→ Aim of the exercise
Quote the records in full and leave their pictures out.

→ Location annotation dataset excerpts
════════════════════
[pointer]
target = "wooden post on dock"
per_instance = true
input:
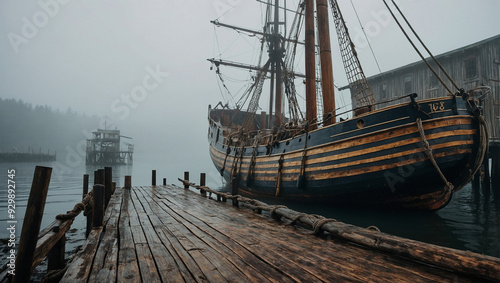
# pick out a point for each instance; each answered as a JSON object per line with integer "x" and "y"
{"x": 263, "y": 119}
{"x": 495, "y": 167}
{"x": 31, "y": 223}
{"x": 128, "y": 182}
{"x": 203, "y": 178}
{"x": 85, "y": 192}
{"x": 55, "y": 256}
{"x": 186, "y": 177}
{"x": 85, "y": 185}
{"x": 99, "y": 177}
{"x": 234, "y": 189}
{"x": 486, "y": 167}
{"x": 98, "y": 207}
{"x": 108, "y": 179}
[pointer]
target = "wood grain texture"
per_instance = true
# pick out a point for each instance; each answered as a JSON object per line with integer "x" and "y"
{"x": 169, "y": 234}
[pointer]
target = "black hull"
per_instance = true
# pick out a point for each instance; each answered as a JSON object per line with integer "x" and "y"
{"x": 377, "y": 159}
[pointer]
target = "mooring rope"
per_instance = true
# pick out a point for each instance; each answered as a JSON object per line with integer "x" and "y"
{"x": 85, "y": 205}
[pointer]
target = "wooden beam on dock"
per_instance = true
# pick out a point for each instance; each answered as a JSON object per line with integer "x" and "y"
{"x": 167, "y": 233}
{"x": 31, "y": 224}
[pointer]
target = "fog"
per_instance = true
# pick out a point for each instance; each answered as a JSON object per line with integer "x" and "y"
{"x": 142, "y": 64}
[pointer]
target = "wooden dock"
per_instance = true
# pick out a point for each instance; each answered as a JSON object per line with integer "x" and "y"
{"x": 171, "y": 234}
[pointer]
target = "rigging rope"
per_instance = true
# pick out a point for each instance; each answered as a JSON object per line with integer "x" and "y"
{"x": 367, "y": 40}
{"x": 428, "y": 51}
{"x": 360, "y": 88}
{"x": 416, "y": 49}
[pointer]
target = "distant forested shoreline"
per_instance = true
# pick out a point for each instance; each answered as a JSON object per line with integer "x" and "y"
{"x": 34, "y": 128}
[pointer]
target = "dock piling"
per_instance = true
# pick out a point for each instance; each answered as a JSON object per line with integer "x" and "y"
{"x": 128, "y": 182}
{"x": 203, "y": 178}
{"x": 98, "y": 207}
{"x": 486, "y": 171}
{"x": 85, "y": 185}
{"x": 85, "y": 192}
{"x": 495, "y": 166}
{"x": 31, "y": 223}
{"x": 186, "y": 177}
{"x": 108, "y": 180}
{"x": 55, "y": 257}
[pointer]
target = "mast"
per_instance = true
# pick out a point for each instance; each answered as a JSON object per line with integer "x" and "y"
{"x": 277, "y": 55}
{"x": 326, "y": 62}
{"x": 310, "y": 64}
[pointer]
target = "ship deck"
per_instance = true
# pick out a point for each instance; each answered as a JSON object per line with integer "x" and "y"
{"x": 167, "y": 233}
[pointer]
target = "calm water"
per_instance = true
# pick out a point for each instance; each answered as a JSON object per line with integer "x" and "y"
{"x": 470, "y": 222}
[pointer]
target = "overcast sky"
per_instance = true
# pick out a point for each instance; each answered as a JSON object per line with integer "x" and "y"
{"x": 143, "y": 63}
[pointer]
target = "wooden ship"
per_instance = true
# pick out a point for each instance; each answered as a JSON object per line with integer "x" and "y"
{"x": 411, "y": 155}
{"x": 105, "y": 148}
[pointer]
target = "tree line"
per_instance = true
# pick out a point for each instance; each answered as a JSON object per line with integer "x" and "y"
{"x": 24, "y": 127}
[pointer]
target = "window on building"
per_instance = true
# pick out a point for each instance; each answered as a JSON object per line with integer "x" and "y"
{"x": 433, "y": 81}
{"x": 407, "y": 84}
{"x": 383, "y": 91}
{"x": 470, "y": 68}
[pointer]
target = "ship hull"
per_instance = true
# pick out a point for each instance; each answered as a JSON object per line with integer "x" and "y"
{"x": 377, "y": 159}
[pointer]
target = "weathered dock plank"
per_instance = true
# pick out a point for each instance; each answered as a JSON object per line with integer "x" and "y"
{"x": 170, "y": 234}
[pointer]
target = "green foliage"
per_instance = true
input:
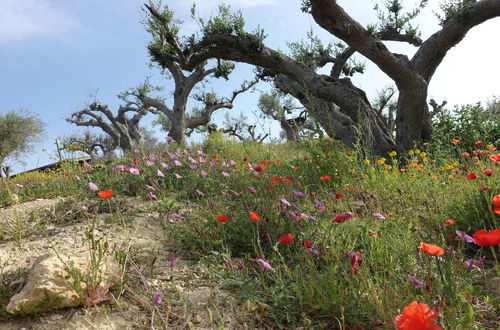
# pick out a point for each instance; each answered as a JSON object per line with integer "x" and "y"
{"x": 19, "y": 130}
{"x": 392, "y": 18}
{"x": 307, "y": 50}
{"x": 452, "y": 9}
{"x": 469, "y": 123}
{"x": 315, "y": 288}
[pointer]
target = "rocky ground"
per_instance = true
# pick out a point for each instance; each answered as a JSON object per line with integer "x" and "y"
{"x": 190, "y": 298}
════════════════════
→ Result
[pointer]
target = "wooden post on dock"
per_instance = true
input:
# pick out a point for each instance; each answered as a JSON object per line with integer "x" and "y"
{"x": 263, "y": 119}
{"x": 495, "y": 167}
{"x": 31, "y": 223}
{"x": 128, "y": 182}
{"x": 203, "y": 178}
{"x": 85, "y": 192}
{"x": 55, "y": 256}
{"x": 186, "y": 177}
{"x": 85, "y": 185}
{"x": 99, "y": 177}
{"x": 234, "y": 189}
{"x": 486, "y": 167}
{"x": 98, "y": 207}
{"x": 108, "y": 179}
[pointer]
target = "wood grain texture"
per_instance = true
# pick out a point for each instance; each answered as a JSON object per line with integer "x" and "y"
{"x": 169, "y": 234}
[pointer]
target = "black hull"
per_instance = true
# pick out a point for each instance; each answered as a JSON object per line with integer "x" and "y"
{"x": 377, "y": 159}
[pointer]
target = "mooring rope"
per_instance = true
# pick out a point for each instance; each answered as a JSON object per line with integer "x" and "y"
{"x": 85, "y": 205}
[pointer]
target = "wooden beam on dock"
per_instance = true
# pick out a point for each instance; each answered as a JSON object per line with integer "x" and "y"
{"x": 167, "y": 233}
{"x": 31, "y": 224}
[pointer]
target = "fog"
per_instance = true
# pick out a point for each instance; each answered as a JSON object per line with integer "x" and "y"
{"x": 142, "y": 64}
[pointer]
target = "wooden dock"
per_instance = true
# pick out a point for each instance; each answered as a JSON object per line with integer "x" and "y"
{"x": 171, "y": 234}
[pointer]
target = "rigging rope"
per_instance = true
# pick out a point for each instance; each answered as a JSON object per line with integer "x" and "y"
{"x": 367, "y": 40}
{"x": 428, "y": 51}
{"x": 360, "y": 88}
{"x": 416, "y": 49}
[pointer]
target = "distant forested shoreline"
per_instance = true
# pick out a point for each instance; each answered as a JSON object per line with integer "x" and "y"
{"x": 34, "y": 128}
[pointer]
target = "dock piling"
per_instance = true
# pick out a point for each instance; each answered as a JSON object per line with integer "x" and "y"
{"x": 128, "y": 182}
{"x": 203, "y": 178}
{"x": 98, "y": 207}
{"x": 486, "y": 171}
{"x": 85, "y": 185}
{"x": 85, "y": 192}
{"x": 495, "y": 166}
{"x": 31, "y": 223}
{"x": 186, "y": 177}
{"x": 108, "y": 180}
{"x": 55, "y": 257}
[pointer]
target = "mast"
per_instance = true
# pick out a point for each instance; each answered as a JSON object per line with integer "x" and "y"
{"x": 277, "y": 55}
{"x": 326, "y": 62}
{"x": 310, "y": 64}
[pointer]
target = "ship deck"
per_instance = true
# pick out a point for each instance; each answered as a JSON object per line with integer "x" and "y"
{"x": 167, "y": 233}
[pointer]
target = "calm water"
per_instance = true
# pick out a point for each instance; each answered as a JSON object per line with integer "x" and "y"
{"x": 470, "y": 222}
[pointer]
target = "overcast sky"
per_instance = true
# pick out a point for each instance; each answered as a JSON object per line with integer "x" and "y"
{"x": 143, "y": 63}
[pointer]
target = "wooden ship"
per_instance = true
# pick out a point for each instance; each answered as a JSON object per line with integer "x" and "y"
{"x": 411, "y": 155}
{"x": 105, "y": 148}
[pointer]
target = "tree line"
per_instance = true
# pick out a point for each instance; each answered as a JSON object per line with integer "x" and "y"
{"x": 24, "y": 127}
[pointer]
target = "window on building"
per_instance = true
# pick out a point for each instance; each answered as a JSON object per line with integer "x" and "y"
{"x": 433, "y": 81}
{"x": 407, "y": 84}
{"x": 383, "y": 91}
{"x": 470, "y": 68}
[pointer]
target = "ship hull"
per_instance = true
# pick out a point for each instance; each answered as a JSON object per line with integer "x" and "y"
{"x": 377, "y": 159}
[pointer]
target = "weathered dock plank"
per_instance = true
# pick out a point for each instance; each answered as a JSON object per line with integer "x" and "y"
{"x": 170, "y": 234}
[pointer]
target = "green foliage"
per_instance = true
input:
# pick out a point for each instance; each answered as a JSON object per line with integer "x" and "y"
{"x": 19, "y": 130}
{"x": 392, "y": 18}
{"x": 307, "y": 50}
{"x": 452, "y": 9}
{"x": 469, "y": 123}
{"x": 315, "y": 288}
[pointer]
target = "rocky ground"
per_instance = true
# pick out a point for each instance; each answered as a JSON object per line with integer "x" and "y"
{"x": 190, "y": 298}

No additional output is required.